* **ИСХОДНЫЙ ОТРЫВОК**:
/---
Философы от мира сего - Роберт Хайлбронер 36 стр.


Эффективность лекарства была невысокой по двум причинам. Прежде всего, государственная программа была реализована в меньших объемах, чем те, что требовались для возвращения экономики на уровень полной занятости. Уже позже, во время Второй мировой войны, расходы государства возросли до на тот момент потрясавшей воображение суммы в 103 миллиарда долларов: в результате возникла не только полная занятость, но и инфляция. В рамках экономики мирного времени, каковой она являлась в тридцатых годах, расходные программы подобных масштабов было трудно себе представить, ведь даже весьма скромные попытки увеличить государственное присутствие в экономике приводили к разговорам о превышении федеральными властями своих традиционных полномочий. Хуже того, даже в самый тяжелый для экономики период Федеральную резервную систему сильнее беспокоила инфляция, а не безработица, и поэтому в ходу были меры, ограничивавшие банковское кредитование.
\---
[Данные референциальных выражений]
/---
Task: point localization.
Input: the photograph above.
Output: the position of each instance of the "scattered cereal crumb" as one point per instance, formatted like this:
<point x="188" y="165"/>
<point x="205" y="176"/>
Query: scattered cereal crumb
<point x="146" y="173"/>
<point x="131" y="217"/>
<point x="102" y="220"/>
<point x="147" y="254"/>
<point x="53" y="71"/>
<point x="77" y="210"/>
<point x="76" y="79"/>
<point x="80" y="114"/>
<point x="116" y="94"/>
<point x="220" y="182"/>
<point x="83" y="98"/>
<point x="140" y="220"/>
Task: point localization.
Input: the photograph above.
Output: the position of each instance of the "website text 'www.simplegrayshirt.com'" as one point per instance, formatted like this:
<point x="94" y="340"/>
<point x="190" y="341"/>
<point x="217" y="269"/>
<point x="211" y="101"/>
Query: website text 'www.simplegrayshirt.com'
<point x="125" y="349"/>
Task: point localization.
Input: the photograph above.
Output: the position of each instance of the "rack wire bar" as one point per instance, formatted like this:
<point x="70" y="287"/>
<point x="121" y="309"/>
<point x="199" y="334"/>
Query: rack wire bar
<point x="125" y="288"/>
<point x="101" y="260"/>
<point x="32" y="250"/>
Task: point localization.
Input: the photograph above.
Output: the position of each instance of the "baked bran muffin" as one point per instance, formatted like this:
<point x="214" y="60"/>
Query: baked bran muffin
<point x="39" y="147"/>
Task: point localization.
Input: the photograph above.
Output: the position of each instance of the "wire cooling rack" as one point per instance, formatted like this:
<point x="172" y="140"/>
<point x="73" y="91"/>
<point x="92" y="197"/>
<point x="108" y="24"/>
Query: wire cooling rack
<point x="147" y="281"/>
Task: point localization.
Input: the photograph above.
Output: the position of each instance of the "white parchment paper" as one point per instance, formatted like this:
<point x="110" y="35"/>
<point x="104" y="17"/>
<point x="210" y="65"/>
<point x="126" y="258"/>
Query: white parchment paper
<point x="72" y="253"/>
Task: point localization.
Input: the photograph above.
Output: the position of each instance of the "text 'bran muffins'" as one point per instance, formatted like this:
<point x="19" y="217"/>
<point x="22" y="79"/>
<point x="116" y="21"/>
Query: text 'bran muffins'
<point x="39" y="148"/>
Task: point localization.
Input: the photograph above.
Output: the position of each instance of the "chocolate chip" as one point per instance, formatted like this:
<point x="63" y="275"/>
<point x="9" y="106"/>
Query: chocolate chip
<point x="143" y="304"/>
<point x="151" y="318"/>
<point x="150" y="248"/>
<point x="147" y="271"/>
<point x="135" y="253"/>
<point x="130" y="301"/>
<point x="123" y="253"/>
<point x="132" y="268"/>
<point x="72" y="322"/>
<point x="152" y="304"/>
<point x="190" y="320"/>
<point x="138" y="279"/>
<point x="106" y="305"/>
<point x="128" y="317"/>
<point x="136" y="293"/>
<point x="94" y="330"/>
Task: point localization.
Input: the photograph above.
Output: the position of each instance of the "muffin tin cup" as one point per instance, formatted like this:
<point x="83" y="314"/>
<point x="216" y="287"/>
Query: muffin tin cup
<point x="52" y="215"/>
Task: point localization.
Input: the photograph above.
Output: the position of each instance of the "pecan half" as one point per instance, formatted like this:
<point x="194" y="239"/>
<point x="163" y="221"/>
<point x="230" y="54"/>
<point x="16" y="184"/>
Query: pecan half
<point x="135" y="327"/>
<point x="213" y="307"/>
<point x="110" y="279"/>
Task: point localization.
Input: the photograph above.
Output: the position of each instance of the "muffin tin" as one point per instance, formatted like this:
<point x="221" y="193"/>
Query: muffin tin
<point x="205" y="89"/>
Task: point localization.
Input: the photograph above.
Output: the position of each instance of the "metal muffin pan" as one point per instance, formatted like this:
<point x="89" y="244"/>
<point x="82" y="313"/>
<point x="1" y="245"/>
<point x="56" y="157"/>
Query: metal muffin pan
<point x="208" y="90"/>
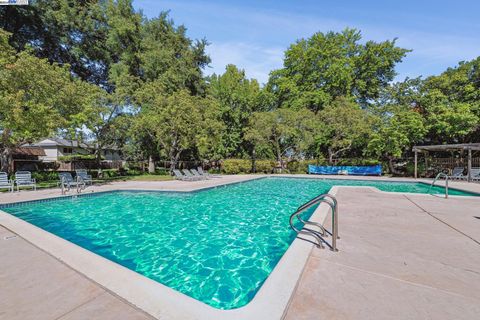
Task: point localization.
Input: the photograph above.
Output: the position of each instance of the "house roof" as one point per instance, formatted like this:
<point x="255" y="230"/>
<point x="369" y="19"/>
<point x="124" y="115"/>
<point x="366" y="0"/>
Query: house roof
<point x="62" y="143"/>
<point x="29" y="151"/>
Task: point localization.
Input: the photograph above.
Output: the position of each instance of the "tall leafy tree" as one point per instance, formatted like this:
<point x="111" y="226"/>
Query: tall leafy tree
<point x="396" y="131"/>
<point x="285" y="132"/>
<point x="329" y="65"/>
<point x="37" y="99"/>
<point x="238" y="97"/>
<point x="344" y="126"/>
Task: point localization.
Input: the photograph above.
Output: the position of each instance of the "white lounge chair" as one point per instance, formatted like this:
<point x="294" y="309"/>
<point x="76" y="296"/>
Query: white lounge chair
<point x="24" y="179"/>
<point x="187" y="173"/>
<point x="180" y="176"/>
<point x="67" y="181"/>
<point x="206" y="174"/>
<point x="197" y="174"/>
<point x="5" y="183"/>
<point x="475" y="174"/>
<point x="84" y="175"/>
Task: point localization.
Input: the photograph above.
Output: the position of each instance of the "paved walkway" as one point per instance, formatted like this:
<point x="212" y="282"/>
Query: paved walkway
<point x="401" y="257"/>
<point x="37" y="286"/>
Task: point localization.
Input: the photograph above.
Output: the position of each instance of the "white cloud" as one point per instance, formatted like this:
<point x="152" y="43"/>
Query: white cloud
<point x="255" y="38"/>
<point x="257" y="61"/>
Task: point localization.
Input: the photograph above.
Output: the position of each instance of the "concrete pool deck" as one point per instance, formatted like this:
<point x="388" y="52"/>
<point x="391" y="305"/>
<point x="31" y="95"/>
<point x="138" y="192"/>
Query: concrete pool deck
<point x="401" y="256"/>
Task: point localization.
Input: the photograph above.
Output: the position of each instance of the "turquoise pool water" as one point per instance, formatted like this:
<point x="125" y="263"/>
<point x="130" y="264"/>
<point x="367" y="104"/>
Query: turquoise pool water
<point x="217" y="245"/>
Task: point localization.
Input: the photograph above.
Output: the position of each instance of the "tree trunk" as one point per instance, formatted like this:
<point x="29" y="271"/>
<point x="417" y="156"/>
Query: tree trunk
<point x="174" y="160"/>
<point x="330" y="156"/>
<point x="151" y="165"/>
<point x="279" y="155"/>
<point x="6" y="159"/>
<point x="391" y="166"/>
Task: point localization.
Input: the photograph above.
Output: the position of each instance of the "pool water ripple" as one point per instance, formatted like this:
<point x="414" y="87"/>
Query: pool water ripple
<point x="217" y="246"/>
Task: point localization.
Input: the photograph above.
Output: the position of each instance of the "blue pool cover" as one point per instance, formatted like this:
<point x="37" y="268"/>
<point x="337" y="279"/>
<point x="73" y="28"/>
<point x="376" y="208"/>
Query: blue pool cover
<point x="350" y="170"/>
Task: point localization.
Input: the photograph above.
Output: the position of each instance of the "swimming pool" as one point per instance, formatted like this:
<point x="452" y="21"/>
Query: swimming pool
<point x="217" y="245"/>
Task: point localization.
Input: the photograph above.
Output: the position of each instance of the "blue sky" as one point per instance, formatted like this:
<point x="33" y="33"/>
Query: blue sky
<point x="254" y="34"/>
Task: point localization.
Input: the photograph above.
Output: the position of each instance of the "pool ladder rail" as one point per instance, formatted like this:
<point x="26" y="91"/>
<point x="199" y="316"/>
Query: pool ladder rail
<point x="319" y="236"/>
<point x="79" y="184"/>
<point x="440" y="175"/>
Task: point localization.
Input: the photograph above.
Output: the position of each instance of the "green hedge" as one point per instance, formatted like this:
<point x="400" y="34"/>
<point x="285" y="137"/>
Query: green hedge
<point x="236" y="166"/>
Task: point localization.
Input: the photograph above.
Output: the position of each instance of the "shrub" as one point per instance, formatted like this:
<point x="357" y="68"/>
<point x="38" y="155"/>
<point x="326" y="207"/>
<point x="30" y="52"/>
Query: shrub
<point x="236" y="166"/>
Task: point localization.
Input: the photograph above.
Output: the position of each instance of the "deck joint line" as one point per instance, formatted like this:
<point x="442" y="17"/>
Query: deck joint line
<point x="445" y="223"/>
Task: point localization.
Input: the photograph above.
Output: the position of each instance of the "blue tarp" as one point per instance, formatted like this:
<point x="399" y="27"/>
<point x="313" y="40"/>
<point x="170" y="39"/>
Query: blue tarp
<point x="351" y="170"/>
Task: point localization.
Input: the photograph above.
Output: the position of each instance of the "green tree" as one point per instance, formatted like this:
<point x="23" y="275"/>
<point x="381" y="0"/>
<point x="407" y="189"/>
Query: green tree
<point x="238" y="98"/>
<point x="36" y="99"/>
<point x="177" y="122"/>
<point x="397" y="131"/>
<point x="344" y="126"/>
<point x="285" y="132"/>
<point x="329" y="65"/>
<point x="168" y="56"/>
<point x="451" y="104"/>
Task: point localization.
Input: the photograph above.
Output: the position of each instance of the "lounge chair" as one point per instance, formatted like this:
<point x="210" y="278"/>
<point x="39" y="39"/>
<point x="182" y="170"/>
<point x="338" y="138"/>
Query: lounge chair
<point x="67" y="181"/>
<point x="84" y="175"/>
<point x="180" y="176"/>
<point x="187" y="173"/>
<point x="457" y="173"/>
<point x="24" y="178"/>
<point x="475" y="174"/>
<point x="5" y="182"/>
<point x="206" y="174"/>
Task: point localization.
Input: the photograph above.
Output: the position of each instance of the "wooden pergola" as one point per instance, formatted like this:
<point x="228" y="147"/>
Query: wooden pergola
<point x="449" y="147"/>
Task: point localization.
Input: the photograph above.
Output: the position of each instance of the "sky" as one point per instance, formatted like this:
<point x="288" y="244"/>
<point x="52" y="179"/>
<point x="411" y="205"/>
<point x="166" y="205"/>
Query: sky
<point x="254" y="34"/>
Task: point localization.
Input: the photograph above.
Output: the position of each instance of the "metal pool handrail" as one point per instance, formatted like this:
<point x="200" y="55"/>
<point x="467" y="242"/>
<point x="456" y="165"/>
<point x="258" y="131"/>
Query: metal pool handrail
<point x="319" y="236"/>
<point x="441" y="174"/>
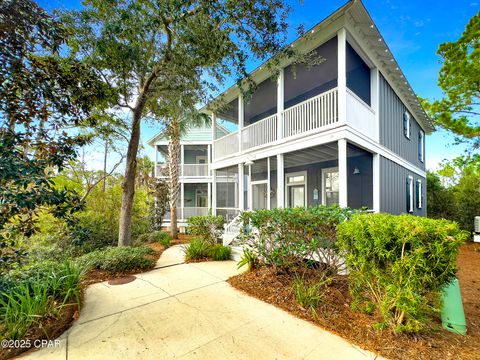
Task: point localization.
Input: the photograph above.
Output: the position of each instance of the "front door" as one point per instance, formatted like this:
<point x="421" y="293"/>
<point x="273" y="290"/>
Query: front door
<point x="330" y="185"/>
<point x="259" y="195"/>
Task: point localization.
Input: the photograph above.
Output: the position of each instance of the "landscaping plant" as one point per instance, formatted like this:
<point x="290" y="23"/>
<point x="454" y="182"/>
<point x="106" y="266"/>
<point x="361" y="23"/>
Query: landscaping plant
<point x="248" y="258"/>
<point x="398" y="265"/>
<point x="208" y="227"/>
<point x="286" y="238"/>
<point x="197" y="249"/>
<point x="218" y="252"/>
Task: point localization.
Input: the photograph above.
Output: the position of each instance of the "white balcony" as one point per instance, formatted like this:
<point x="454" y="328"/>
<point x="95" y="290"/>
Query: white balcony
<point x="316" y="114"/>
<point x="186" y="170"/>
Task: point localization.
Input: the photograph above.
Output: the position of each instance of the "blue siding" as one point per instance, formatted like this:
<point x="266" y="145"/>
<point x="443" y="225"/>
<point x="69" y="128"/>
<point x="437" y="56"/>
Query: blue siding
<point x="391" y="126"/>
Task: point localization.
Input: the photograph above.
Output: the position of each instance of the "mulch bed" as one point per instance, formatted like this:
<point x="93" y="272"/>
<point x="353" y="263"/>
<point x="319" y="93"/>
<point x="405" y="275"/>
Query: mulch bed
<point x="54" y="327"/>
<point x="335" y="315"/>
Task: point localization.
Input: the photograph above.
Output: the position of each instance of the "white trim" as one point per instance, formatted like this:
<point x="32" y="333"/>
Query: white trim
<point x="250" y="190"/>
<point x="422" y="144"/>
<point x="412" y="194"/>
<point x="376" y="182"/>
<point x="342" y="173"/>
<point x="324" y="171"/>
<point x="419" y="196"/>
<point x="196" y="197"/>
<point x="280" y="181"/>
<point x="304" y="183"/>
<point x="342" y="75"/>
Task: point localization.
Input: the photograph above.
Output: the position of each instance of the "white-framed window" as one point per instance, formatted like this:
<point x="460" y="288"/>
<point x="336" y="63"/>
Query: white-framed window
<point x="410" y="194"/>
<point x="296" y="189"/>
<point x="407" y="119"/>
<point x="419" y="193"/>
<point x="330" y="186"/>
<point x="421" y="146"/>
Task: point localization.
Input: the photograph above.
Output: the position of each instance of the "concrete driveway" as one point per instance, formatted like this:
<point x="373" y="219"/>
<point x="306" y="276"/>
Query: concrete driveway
<point x="189" y="311"/>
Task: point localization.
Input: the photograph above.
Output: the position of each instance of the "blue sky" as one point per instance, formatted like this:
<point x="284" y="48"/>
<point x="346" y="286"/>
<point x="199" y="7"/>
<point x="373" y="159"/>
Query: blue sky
<point x="413" y="29"/>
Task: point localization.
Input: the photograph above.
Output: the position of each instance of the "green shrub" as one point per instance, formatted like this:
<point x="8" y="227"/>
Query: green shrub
<point x="218" y="252"/>
<point x="197" y="249"/>
<point x="33" y="300"/>
<point x="118" y="259"/>
<point x="286" y="237"/>
<point x="249" y="258"/>
<point x="309" y="295"/>
<point x="208" y="227"/>
<point x="160" y="237"/>
<point x="399" y="264"/>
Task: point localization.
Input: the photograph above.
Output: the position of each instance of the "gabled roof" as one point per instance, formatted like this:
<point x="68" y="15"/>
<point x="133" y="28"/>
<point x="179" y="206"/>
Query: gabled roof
<point x="359" y="20"/>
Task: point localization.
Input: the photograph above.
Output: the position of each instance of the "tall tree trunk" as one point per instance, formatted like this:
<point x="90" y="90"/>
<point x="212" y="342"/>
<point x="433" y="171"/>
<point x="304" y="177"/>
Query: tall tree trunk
<point x="104" y="185"/>
<point x="174" y="174"/>
<point x="128" y="185"/>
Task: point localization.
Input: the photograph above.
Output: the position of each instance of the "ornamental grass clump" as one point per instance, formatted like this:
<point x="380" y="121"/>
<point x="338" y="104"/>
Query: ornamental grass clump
<point x="398" y="266"/>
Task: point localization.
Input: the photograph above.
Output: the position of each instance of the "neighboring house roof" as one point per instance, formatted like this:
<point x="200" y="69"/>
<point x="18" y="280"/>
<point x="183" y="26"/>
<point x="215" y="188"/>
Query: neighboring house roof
<point x="357" y="16"/>
<point x="201" y="133"/>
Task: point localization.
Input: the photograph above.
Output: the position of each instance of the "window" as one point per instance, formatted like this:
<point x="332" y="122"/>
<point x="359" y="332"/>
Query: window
<point x="406" y="124"/>
<point x="358" y="75"/>
<point x="296" y="185"/>
<point x="419" y="193"/>
<point x="421" y="146"/>
<point x="409" y="194"/>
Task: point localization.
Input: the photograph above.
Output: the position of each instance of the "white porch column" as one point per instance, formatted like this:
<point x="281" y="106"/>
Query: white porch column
<point x="342" y="76"/>
<point x="156" y="161"/>
<point x="182" y="200"/>
<point x="280" y="98"/>
<point x="342" y="173"/>
<point x="209" y="195"/>
<point x="214" y="133"/>
<point x="240" y="122"/>
<point x="214" y="192"/>
<point x="376" y="182"/>
<point x="375" y="96"/>
<point x="182" y="159"/>
<point x="241" y="185"/>
<point x="280" y="181"/>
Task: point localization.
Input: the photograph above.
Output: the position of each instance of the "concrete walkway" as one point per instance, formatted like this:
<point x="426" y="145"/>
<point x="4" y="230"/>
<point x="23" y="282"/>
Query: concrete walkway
<point x="188" y="311"/>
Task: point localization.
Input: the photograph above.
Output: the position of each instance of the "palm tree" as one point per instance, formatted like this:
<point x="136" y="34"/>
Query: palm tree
<point x="181" y="120"/>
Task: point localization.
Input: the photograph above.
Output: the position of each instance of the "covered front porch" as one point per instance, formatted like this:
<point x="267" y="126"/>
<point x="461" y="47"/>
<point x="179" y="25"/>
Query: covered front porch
<point x="334" y="173"/>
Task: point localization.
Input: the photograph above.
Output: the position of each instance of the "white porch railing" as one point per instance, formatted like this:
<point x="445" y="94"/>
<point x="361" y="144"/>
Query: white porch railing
<point x="260" y="133"/>
<point x="226" y="145"/>
<point x="318" y="112"/>
<point x="311" y="114"/>
<point x="195" y="170"/>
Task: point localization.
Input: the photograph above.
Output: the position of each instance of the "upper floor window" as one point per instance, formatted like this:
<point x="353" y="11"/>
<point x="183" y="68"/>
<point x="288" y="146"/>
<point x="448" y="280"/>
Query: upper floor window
<point x="407" y="122"/>
<point x="421" y="146"/>
<point x="358" y="75"/>
<point x="409" y="194"/>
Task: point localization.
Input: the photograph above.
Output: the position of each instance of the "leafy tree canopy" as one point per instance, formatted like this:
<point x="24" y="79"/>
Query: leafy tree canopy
<point x="43" y="96"/>
<point x="459" y="78"/>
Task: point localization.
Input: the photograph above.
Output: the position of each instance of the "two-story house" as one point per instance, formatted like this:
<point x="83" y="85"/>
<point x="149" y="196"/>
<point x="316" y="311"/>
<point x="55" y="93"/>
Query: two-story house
<point x="348" y="131"/>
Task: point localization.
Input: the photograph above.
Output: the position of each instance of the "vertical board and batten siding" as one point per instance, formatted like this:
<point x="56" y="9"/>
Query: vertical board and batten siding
<point x="391" y="126"/>
<point x="393" y="188"/>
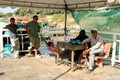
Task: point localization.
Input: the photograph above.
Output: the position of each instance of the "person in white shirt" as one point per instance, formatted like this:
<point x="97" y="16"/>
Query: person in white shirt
<point x="97" y="47"/>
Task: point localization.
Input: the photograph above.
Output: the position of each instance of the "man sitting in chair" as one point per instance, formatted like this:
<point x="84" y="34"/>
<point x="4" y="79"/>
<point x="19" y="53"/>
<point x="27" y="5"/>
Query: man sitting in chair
<point x="97" y="47"/>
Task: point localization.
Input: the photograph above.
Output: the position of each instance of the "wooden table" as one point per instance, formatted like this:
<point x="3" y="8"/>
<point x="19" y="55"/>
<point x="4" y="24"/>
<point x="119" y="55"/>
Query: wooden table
<point x="69" y="46"/>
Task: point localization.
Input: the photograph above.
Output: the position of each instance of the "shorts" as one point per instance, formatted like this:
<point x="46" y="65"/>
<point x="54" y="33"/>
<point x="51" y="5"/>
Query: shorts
<point x="35" y="42"/>
<point x="15" y="43"/>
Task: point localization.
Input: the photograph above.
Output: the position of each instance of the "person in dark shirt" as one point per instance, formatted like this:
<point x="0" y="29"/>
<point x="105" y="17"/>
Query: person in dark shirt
<point x="12" y="28"/>
<point x="78" y="53"/>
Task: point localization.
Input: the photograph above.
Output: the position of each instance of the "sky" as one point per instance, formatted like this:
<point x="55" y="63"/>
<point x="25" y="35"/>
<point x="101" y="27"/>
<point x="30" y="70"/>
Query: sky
<point x="7" y="10"/>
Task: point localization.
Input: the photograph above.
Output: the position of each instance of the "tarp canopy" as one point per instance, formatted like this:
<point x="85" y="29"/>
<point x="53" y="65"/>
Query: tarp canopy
<point x="60" y="4"/>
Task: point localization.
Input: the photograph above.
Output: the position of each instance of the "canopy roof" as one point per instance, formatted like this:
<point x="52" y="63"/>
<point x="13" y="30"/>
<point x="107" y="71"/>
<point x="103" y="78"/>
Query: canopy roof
<point x="60" y="4"/>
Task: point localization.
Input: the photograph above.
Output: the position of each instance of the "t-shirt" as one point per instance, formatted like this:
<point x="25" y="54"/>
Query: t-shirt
<point x="12" y="30"/>
<point x="33" y="27"/>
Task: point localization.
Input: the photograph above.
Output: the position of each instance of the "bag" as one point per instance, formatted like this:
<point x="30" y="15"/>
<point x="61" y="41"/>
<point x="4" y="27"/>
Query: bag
<point x="76" y="42"/>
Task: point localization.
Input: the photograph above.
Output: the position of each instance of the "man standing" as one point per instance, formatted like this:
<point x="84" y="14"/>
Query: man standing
<point x="12" y="27"/>
<point x="96" y="48"/>
<point x="33" y="28"/>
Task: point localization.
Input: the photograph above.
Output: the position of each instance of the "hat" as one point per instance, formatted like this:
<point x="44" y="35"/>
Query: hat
<point x="94" y="29"/>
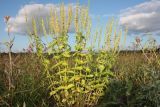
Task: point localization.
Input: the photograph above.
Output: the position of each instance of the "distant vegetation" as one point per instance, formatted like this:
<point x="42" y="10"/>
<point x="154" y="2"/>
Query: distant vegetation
<point x="97" y="73"/>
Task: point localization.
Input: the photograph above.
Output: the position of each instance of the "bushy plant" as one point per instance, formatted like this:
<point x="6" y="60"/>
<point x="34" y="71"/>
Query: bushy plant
<point x="79" y="78"/>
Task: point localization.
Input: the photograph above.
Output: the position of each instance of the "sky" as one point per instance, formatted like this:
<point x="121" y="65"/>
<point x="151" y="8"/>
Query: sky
<point x="141" y="17"/>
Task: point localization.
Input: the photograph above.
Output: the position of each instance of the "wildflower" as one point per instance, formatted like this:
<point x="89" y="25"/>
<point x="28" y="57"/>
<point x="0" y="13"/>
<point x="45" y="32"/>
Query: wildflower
<point x="138" y="40"/>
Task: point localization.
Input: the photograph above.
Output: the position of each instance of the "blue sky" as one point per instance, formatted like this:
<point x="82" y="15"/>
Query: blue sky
<point x="121" y="9"/>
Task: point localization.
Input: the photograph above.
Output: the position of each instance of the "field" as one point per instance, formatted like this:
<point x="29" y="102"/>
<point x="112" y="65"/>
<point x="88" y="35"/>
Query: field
<point x="92" y="71"/>
<point x="134" y="83"/>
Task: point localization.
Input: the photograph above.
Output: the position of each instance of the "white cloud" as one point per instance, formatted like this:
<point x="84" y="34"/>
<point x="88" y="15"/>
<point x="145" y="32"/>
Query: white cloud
<point x="19" y="25"/>
<point x="142" y="18"/>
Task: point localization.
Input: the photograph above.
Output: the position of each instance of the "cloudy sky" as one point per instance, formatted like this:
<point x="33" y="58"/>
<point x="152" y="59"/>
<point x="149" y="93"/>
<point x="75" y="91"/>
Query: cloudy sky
<point x="141" y="17"/>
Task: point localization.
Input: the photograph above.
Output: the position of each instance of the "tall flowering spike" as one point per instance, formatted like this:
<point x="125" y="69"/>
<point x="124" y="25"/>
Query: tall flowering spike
<point x="56" y="26"/>
<point x="86" y="18"/>
<point x="69" y="18"/>
<point x="6" y="19"/>
<point x="62" y="15"/>
<point x="138" y="40"/>
<point x="76" y="18"/>
<point x="52" y="21"/>
<point x="34" y="27"/>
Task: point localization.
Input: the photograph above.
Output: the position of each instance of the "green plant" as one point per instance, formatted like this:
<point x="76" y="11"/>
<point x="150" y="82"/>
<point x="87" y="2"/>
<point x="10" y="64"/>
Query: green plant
\---
* **ЧТО НУЖНО СДЕЛАТЬ**:
a: Укажите, до какой суммы, согласно отрывку об экономике тридцатых годов, возросли расходы государства во время Второй мировой войны.
b: Продолжите отрывок об экономике тридцатых годов, начав сразу после его последнего предложения.
Приведённый материал здесь никак не используется.

* **РЕЗУЛЬТАТЫ УПРАЖНЕНИЯ**:
a: До 103 миллиардов долларов.

b:
Вторая причина была тесно связана с первой. Ни Кейнс, ни те, кто стоял у истоков государственных программ, не учли: пациенты могут счесть, что предлагаемое лекарство еще хуже одолевавшей их болезни. Государственные расходы задумывались как способ помощи бизнесу. Сами же предприниматели видели в них угрозу.

Ничего удивительного. "Новый курс" породил волну неприязненного отношения к бизнесу - казавшиеся незыблемыми ценности и стандарты внезапно подверглись критическому пересмотру. Пошатнулись сами концепции "предпринимательских прав", "прав собственности", "роли государства". Традиционно его превосходство не ставилось под вопрос, но за каких-то несколько лет бизнесу пришлось свыкнуться с новой философией, предполагавшей тесное сотрудничество с профсоюзами, согласие с новыми правилами и ограничениями и реформу многих привычных порядков. Ничего странного, что Вашингтон ассоциировался у бизнесменов с враждебностью, предвзятостью и откровенной радикальностью. И уж тем более нечего удивляться, что в подобной атмосфере полномасштабные инвестиционные проекты выглядели не слишком привлекательно.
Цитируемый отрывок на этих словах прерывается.